§ YOUR OBJECTIVE: Collect every line from the items below that contains the word "statue", and copy each one in full.

§ RECORDS FOR THE TASK:
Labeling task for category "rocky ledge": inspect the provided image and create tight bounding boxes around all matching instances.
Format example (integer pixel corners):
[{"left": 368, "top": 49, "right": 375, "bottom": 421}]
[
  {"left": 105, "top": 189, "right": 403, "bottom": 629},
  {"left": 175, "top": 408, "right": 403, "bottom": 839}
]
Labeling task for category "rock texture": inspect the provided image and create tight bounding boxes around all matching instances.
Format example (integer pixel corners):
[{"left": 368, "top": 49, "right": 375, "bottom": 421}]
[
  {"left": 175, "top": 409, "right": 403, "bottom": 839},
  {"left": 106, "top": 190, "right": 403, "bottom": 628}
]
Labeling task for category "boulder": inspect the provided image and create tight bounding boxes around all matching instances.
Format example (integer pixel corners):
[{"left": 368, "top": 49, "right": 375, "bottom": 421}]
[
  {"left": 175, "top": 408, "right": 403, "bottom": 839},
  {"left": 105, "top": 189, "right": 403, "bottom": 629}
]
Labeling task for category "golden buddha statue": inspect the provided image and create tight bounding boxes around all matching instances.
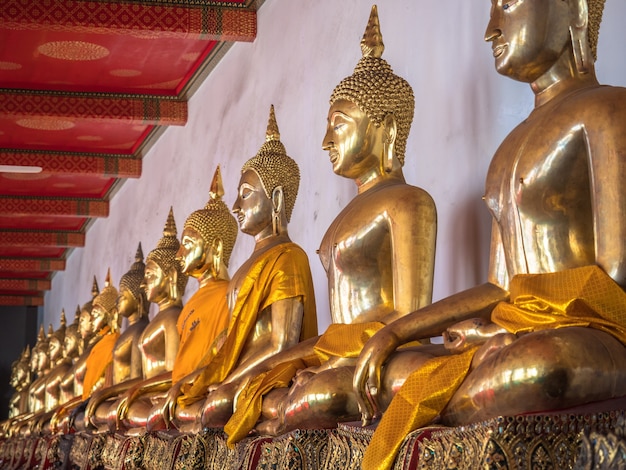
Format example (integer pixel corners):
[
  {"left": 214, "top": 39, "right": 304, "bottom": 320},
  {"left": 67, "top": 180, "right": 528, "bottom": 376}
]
[
  {"left": 226, "top": 6, "right": 437, "bottom": 440},
  {"left": 165, "top": 106, "right": 317, "bottom": 427},
  {"left": 109, "top": 208, "right": 188, "bottom": 429},
  {"left": 354, "top": 0, "right": 626, "bottom": 469},
  {"left": 32, "top": 307, "right": 81, "bottom": 433},
  {"left": 29, "top": 325, "right": 53, "bottom": 413},
  {"left": 61, "top": 276, "right": 101, "bottom": 403},
  {"left": 44, "top": 310, "right": 72, "bottom": 411},
  {"left": 50, "top": 270, "right": 120, "bottom": 432},
  {"left": 82, "top": 270, "right": 120, "bottom": 400},
  {"left": 112, "top": 166, "right": 238, "bottom": 430},
  {"left": 9, "top": 345, "right": 30, "bottom": 418},
  {"left": 85, "top": 243, "right": 149, "bottom": 427},
  {"left": 59, "top": 305, "right": 83, "bottom": 404}
]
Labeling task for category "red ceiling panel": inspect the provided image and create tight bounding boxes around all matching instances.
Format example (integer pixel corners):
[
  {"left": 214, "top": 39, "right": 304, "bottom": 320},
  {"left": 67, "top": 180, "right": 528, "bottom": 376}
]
[{"left": 0, "top": 0, "right": 262, "bottom": 305}]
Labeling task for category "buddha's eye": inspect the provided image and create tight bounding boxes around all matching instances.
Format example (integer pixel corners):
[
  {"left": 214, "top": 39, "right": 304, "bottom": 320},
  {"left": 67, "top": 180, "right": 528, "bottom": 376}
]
[{"left": 502, "top": 0, "right": 523, "bottom": 10}]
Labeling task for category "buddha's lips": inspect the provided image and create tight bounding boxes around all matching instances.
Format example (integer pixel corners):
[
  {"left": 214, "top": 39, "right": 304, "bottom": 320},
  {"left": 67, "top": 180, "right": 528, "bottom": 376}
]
[{"left": 493, "top": 44, "right": 506, "bottom": 58}]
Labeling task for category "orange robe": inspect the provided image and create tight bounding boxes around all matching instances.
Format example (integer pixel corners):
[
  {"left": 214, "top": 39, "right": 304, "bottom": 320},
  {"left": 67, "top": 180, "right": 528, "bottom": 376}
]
[
  {"left": 83, "top": 326, "right": 120, "bottom": 400},
  {"left": 178, "top": 242, "right": 317, "bottom": 406},
  {"left": 361, "top": 266, "right": 626, "bottom": 470},
  {"left": 172, "top": 280, "right": 229, "bottom": 383}
]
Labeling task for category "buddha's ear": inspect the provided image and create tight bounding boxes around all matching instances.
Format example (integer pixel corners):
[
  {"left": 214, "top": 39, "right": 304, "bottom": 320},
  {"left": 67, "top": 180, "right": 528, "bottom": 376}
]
[
  {"left": 380, "top": 113, "right": 398, "bottom": 173},
  {"left": 569, "top": 0, "right": 593, "bottom": 73},
  {"left": 272, "top": 186, "right": 286, "bottom": 235},
  {"left": 272, "top": 186, "right": 285, "bottom": 213},
  {"left": 211, "top": 237, "right": 224, "bottom": 279}
]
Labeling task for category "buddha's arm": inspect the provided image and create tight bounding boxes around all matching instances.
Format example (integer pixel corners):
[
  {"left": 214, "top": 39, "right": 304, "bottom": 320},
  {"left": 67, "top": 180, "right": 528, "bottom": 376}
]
[
  {"left": 224, "top": 297, "right": 303, "bottom": 384},
  {"left": 50, "top": 396, "right": 83, "bottom": 432},
  {"left": 585, "top": 115, "right": 626, "bottom": 289},
  {"left": 354, "top": 283, "right": 508, "bottom": 423},
  {"left": 385, "top": 193, "right": 437, "bottom": 321},
  {"left": 117, "top": 371, "right": 172, "bottom": 422},
  {"left": 85, "top": 379, "right": 141, "bottom": 426}
]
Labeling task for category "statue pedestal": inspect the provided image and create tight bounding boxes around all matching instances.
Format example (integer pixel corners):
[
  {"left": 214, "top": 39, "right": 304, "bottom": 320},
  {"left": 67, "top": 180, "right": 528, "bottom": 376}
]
[{"left": 7, "top": 408, "right": 626, "bottom": 470}]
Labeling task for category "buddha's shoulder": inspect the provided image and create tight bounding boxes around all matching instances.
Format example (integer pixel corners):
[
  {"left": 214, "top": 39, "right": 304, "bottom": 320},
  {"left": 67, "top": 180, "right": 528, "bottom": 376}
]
[
  {"left": 564, "top": 85, "right": 626, "bottom": 112},
  {"left": 368, "top": 183, "right": 435, "bottom": 210}
]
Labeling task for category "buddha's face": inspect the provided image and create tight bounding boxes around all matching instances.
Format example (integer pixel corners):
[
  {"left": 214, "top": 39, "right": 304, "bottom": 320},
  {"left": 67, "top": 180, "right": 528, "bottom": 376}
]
[
  {"left": 48, "top": 337, "right": 63, "bottom": 361},
  {"left": 91, "top": 305, "right": 109, "bottom": 333},
  {"left": 485, "top": 0, "right": 570, "bottom": 83},
  {"left": 142, "top": 259, "right": 170, "bottom": 303},
  {"left": 63, "top": 331, "right": 78, "bottom": 357},
  {"left": 117, "top": 287, "right": 139, "bottom": 318},
  {"left": 322, "top": 100, "right": 382, "bottom": 179},
  {"left": 78, "top": 309, "right": 93, "bottom": 339},
  {"left": 28, "top": 346, "right": 39, "bottom": 372},
  {"left": 233, "top": 170, "right": 273, "bottom": 236},
  {"left": 176, "top": 227, "right": 209, "bottom": 276},
  {"left": 37, "top": 348, "right": 50, "bottom": 371}
]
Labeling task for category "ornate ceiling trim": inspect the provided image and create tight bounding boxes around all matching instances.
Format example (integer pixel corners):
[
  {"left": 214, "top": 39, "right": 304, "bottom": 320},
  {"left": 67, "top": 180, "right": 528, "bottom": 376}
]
[
  {"left": 0, "top": 149, "right": 141, "bottom": 178},
  {"left": 0, "top": 89, "right": 187, "bottom": 126},
  {"left": 0, "top": 230, "right": 85, "bottom": 248},
  {"left": 0, "top": 196, "right": 109, "bottom": 217},
  {"left": 0, "top": 258, "right": 65, "bottom": 272},
  {"left": 0, "top": 295, "right": 43, "bottom": 307},
  {"left": 0, "top": 0, "right": 256, "bottom": 42},
  {"left": 0, "top": 279, "right": 52, "bottom": 291}
]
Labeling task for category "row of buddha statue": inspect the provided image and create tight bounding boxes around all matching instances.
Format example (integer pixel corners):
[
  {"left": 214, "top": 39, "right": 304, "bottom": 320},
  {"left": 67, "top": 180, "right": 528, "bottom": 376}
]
[{"left": 4, "top": 0, "right": 626, "bottom": 469}]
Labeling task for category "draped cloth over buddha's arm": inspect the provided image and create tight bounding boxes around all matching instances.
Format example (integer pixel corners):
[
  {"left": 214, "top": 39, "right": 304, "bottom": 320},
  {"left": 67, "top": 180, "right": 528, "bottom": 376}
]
[
  {"left": 178, "top": 243, "right": 317, "bottom": 406},
  {"left": 172, "top": 279, "right": 229, "bottom": 383},
  {"left": 362, "top": 266, "right": 626, "bottom": 470},
  {"left": 83, "top": 326, "right": 120, "bottom": 400},
  {"left": 224, "top": 322, "right": 385, "bottom": 446}
]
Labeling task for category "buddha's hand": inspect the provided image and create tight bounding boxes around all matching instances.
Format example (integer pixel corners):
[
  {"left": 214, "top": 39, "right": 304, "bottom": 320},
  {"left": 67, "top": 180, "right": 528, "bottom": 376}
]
[
  {"left": 50, "top": 406, "right": 67, "bottom": 434},
  {"left": 443, "top": 318, "right": 499, "bottom": 353},
  {"left": 352, "top": 325, "right": 400, "bottom": 426},
  {"left": 115, "top": 387, "right": 137, "bottom": 429},
  {"left": 161, "top": 380, "right": 185, "bottom": 429},
  {"left": 85, "top": 390, "right": 103, "bottom": 422}
]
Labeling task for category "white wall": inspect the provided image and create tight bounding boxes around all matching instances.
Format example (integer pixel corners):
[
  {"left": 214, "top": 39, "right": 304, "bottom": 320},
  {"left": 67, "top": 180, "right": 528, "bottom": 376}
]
[{"left": 44, "top": 0, "right": 626, "bottom": 331}]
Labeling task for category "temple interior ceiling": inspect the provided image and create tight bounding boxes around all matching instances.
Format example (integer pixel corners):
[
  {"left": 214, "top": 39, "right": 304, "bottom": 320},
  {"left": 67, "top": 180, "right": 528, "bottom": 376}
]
[{"left": 0, "top": 0, "right": 256, "bottom": 306}]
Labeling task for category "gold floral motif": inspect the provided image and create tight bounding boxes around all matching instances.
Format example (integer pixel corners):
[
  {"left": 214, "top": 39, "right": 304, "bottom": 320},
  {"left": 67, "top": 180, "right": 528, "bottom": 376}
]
[
  {"left": 37, "top": 41, "right": 109, "bottom": 60},
  {"left": 0, "top": 61, "right": 22, "bottom": 70},
  {"left": 15, "top": 118, "right": 75, "bottom": 131}
]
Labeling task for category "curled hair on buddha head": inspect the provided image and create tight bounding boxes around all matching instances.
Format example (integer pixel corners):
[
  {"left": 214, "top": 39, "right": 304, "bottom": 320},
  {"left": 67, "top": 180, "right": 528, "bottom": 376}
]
[
  {"left": 81, "top": 275, "right": 100, "bottom": 313},
  {"left": 184, "top": 165, "right": 239, "bottom": 266},
  {"left": 93, "top": 269, "right": 118, "bottom": 316},
  {"left": 587, "top": 0, "right": 606, "bottom": 60},
  {"left": 50, "top": 309, "right": 67, "bottom": 346},
  {"left": 65, "top": 305, "right": 80, "bottom": 339},
  {"left": 330, "top": 5, "right": 415, "bottom": 165},
  {"left": 146, "top": 207, "right": 189, "bottom": 295},
  {"left": 120, "top": 242, "right": 149, "bottom": 316},
  {"left": 241, "top": 105, "right": 300, "bottom": 222}
]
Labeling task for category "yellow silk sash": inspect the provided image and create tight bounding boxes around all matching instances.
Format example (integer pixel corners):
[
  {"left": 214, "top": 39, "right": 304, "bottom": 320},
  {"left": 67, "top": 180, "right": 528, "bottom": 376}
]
[
  {"left": 83, "top": 326, "right": 120, "bottom": 400},
  {"left": 178, "top": 243, "right": 317, "bottom": 406},
  {"left": 224, "top": 322, "right": 385, "bottom": 446},
  {"left": 362, "top": 266, "right": 626, "bottom": 470}
]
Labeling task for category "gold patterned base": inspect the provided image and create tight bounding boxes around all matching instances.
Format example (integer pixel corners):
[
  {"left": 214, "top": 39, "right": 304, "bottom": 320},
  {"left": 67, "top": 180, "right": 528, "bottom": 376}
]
[{"left": 0, "top": 411, "right": 626, "bottom": 470}]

§ TASK ANSWER:
Labeling task for category "golden buddha statue": inspect the provided image and create tight bounding boxes around all matching instances.
Labeling task for category "statue pedestal": inspect the provided image and create tight bounding boxes around all matching instances.
Labeling task for category "row of buddha statue": inspect the provided image and create tight bounding boxes around all matching instances.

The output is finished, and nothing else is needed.